# Tauranga help needed!



## moomooandy (Nov 14, 2011)

We're moving to Tauranga area in December with two daughters aged 5 & 8 years. The eldest is a bit daunted by the idea of not knowing anyone whereas the youngest is just very excited! Any hints or tips gratefully received for a smooth move. Thanks 
PS I'll be working in Mount Maunganui.


----------



## Andrew Family (Aug 18, 2010)

Sorry don't have any tips as we haven't moved yet, but fingers crossed we are trying to plan a trip to see if it is what we want, which would mean that we would be in tauranga in Dec/Jan. If everything goes to plan and we do end up coming over for a visit do you fancy a meet up as it would be good to find out how things are going? We have a 4 year old and a 7 year old.


----------



## jenswaters (Jul 8, 2009)

moomooandy said:


> We're moving to Tauranga area in December with two daughters aged 5 & 8 years. The eldest is a bit daunted by the idea of not knowing anyone whereas the youngest is just very excited! Any hints or tips gratefully received for a smooth move. Thanks
> PS I'll be working in Mount Maunganui.


And a friendly Tauranga welcome from me. I LOVE it over here (although will admit that the Mount gets a little "touristy" between December and February with lots of people about, although this is generally in comparison to the usual quiet time the rest of the year), and I know you will too. Despite Rena, our beaches are still gorgeous, and we are slowly getting back on our feet. Be prepared for your first hot Xmas!

We moved here nearly 2 years ago with 2 children, and have JUST had a 3rd, and I still think it is such a great place to raise children. In terms of them settling, you will find that being in school is SUCH a settling thing for them. However, coming out in December is obviously the start of the school holidays so could delay this. When are you coming out? It is possible to contact the school your children will be at and ask for them to come and spend a day with their classmates to help them meet people, but this depends on when you arrive. Otherwise, there are HEAPS of activities on, and people in most neighbourhoods are very friendly, often bringing over a plate of food or coming to introduce themselves. If sport is your thing then you could always look at Sport BOP website to see what activities are scheduled.

And be sure to look us up when you get here!!!! Any help or advice needed, questions to ask or simply for a "tour", then drop me a message!!

Jen


----------



## moomooandy (Nov 14, 2011)

Andrew Family said:


> Sorry don't have any tips as we haven't moved yet, but fingers crossed we are trying to plan a trip to see if it is what we want, which would mean that we would be in tauranga in Dec/Jan. If everything goes to plan and we do end up coming over for a visit do you fancy a meet up as it would be good to find out how things are going? We have a 4 year old and a 7 year old.

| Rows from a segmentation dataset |
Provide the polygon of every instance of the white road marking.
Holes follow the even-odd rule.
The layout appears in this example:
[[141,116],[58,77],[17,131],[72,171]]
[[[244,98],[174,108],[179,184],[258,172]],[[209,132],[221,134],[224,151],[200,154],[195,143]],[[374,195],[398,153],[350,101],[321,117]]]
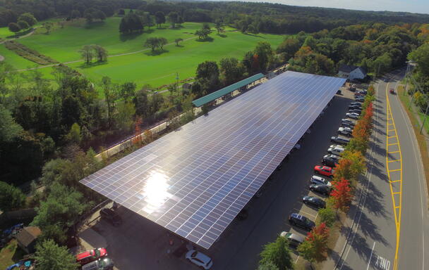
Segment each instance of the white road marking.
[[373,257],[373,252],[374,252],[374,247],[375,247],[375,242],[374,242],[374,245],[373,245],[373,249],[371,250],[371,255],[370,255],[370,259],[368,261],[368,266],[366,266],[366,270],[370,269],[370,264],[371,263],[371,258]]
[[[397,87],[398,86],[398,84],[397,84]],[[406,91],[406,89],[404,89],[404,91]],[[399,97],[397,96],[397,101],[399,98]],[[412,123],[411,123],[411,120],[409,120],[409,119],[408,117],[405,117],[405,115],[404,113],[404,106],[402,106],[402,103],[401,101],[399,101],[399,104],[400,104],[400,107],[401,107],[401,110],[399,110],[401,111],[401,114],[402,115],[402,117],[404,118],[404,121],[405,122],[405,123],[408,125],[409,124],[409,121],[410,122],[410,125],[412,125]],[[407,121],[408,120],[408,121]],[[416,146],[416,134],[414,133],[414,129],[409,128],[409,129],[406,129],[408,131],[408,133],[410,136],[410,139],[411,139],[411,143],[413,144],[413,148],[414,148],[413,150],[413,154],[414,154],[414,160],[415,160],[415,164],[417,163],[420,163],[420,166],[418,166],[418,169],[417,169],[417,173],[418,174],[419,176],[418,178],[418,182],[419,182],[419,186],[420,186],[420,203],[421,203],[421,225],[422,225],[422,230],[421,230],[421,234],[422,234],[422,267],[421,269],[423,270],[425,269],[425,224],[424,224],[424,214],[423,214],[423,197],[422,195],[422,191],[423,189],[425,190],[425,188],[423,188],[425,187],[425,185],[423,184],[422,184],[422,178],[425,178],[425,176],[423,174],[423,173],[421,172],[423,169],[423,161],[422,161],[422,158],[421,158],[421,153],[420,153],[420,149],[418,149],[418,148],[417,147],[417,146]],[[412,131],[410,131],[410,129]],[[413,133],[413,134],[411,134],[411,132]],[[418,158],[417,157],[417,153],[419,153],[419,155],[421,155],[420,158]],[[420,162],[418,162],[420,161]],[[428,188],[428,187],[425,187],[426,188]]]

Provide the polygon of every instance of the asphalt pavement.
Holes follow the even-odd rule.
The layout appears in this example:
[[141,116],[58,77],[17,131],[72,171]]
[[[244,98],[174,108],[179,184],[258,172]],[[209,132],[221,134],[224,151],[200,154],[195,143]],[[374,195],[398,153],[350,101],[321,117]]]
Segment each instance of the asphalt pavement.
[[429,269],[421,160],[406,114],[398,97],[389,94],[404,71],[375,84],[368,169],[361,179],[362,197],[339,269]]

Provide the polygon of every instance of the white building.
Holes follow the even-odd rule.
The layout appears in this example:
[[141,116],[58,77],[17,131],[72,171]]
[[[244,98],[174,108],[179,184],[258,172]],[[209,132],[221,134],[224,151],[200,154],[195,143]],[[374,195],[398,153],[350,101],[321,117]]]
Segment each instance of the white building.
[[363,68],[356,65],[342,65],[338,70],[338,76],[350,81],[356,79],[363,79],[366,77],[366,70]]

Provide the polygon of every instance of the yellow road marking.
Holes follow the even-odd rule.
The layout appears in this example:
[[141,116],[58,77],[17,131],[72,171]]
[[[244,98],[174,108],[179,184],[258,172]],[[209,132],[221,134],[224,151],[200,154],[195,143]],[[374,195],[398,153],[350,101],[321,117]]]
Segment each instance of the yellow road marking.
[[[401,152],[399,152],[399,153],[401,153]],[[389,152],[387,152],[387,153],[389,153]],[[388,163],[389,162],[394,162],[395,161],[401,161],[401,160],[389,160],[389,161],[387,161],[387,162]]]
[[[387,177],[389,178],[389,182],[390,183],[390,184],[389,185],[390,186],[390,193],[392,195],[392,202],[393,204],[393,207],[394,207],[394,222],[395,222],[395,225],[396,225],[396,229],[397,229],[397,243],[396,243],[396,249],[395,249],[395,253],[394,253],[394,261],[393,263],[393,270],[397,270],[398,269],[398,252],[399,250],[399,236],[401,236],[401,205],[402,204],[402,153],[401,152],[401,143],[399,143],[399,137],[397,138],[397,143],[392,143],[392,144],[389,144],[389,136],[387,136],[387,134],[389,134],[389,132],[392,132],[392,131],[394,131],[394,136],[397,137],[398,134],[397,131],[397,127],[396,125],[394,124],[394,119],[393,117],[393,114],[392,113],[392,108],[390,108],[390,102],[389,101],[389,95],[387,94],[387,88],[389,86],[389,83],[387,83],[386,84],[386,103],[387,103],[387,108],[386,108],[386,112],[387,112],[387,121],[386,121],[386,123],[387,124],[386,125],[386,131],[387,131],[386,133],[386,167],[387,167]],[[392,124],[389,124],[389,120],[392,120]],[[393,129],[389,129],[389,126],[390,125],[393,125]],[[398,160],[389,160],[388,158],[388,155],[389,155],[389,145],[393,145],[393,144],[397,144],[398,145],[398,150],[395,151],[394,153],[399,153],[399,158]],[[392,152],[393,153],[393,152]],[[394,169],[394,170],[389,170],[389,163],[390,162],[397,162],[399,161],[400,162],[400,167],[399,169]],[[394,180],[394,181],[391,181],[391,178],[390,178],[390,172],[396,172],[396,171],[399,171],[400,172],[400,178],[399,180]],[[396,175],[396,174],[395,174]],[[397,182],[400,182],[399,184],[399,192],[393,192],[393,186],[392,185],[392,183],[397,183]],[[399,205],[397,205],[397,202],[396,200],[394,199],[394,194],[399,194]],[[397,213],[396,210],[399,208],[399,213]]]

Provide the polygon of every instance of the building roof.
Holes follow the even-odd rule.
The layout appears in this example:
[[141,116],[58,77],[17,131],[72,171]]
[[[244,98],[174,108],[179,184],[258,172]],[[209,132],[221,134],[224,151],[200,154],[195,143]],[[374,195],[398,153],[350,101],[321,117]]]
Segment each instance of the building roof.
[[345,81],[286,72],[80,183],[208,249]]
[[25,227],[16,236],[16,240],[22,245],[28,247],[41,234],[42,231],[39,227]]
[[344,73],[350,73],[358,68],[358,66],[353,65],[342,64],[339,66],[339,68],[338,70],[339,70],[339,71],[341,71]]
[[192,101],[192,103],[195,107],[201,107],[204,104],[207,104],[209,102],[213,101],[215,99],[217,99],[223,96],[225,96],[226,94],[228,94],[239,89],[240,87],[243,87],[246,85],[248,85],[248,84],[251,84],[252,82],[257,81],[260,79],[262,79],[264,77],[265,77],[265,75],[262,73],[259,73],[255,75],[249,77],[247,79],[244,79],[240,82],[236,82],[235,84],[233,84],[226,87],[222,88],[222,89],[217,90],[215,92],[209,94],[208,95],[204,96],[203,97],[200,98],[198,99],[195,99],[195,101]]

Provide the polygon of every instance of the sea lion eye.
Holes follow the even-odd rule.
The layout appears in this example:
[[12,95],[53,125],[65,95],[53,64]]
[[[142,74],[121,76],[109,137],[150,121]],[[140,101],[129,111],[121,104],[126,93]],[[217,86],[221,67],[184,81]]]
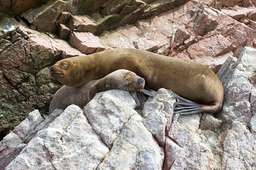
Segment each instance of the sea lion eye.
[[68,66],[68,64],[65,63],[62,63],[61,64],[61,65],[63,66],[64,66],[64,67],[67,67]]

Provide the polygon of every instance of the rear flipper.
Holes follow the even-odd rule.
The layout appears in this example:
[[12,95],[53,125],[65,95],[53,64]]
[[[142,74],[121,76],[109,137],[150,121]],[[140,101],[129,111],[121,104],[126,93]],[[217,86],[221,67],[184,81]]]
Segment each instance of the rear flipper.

| PROBLEMS TO SOLVE |
**A.** In the Tauranga forum thread, how long ago did Jen's family move to Tauranga?
**B.** Rewrite the stretch of the Tauranga forum thread from "We moved here" through "activities are scheduled.", putting "kids" wherever "children" appears.
**C.** Continue the Tauranga forum thread from the point where it stops.
This data isn't needed for anything here.

| RESULTS |
**A.** Nearly 2 years ago.

**B.**
We moved here nearly 2 years ago with 2 kids, and have JUST had a 3rd, and I still think it is such a great place to raise kids. In terms of them settling, you will find that being in school is SUCH a settling thing for them. However, coming out in December is obviously the start of the school holidays so could delay this. When are you coming out? It is possible to contact the school your kids will be at and ask for them to come and spend a day with their classmates to help them meet people, but this depends on when you arrive. Otherwise, there are HEAPS of activities on, and people in most neighbourhoods are very friendly, often bringing over a plate of food or coming to introduce themselves. If sport is your thing then you could always look at Sport BOP website to see what activities are scheduled.

**C.**
That would be brilliant!! Keep in touch


----------



## moomooandy (Nov 14, 2011)

jenswaters said:


> And a friendly Tauranga welcome from me. I LOVE it over here (although will admit that the Mount gets a little "touristy" between December and February with lots of people about, although this is generally in comparison to the usual quiet time the rest of the year), and I know you will too. Despite Rena, our beaches are still gorgeous, and we are slowly getting back on our feet. Be prepared for your first hot Xmas!
> 
> We moved here nearly 2 years ago with 2 children, and have JUST had a 3rd, and I still think it is such a great place to raise children. In terms of them settling, you will find that being in school is SUCH a settling thing for them. However, coming out in December is obviously the start of the school holidays so could delay this. When are you coming out? It is possible to contact the school your children will be at and ask for them to come and spend a day with their classmates to help them meet people, but this depends on when you arrive. Otherwise, there are HEAPS of activities on, and people in most neighbourhoods are very friendly, often bringing over a plate of food or coming to introduce themselves. If sport is your thing then you could always look at Sport BOP website to see what activities are scheduled.
> 
> ...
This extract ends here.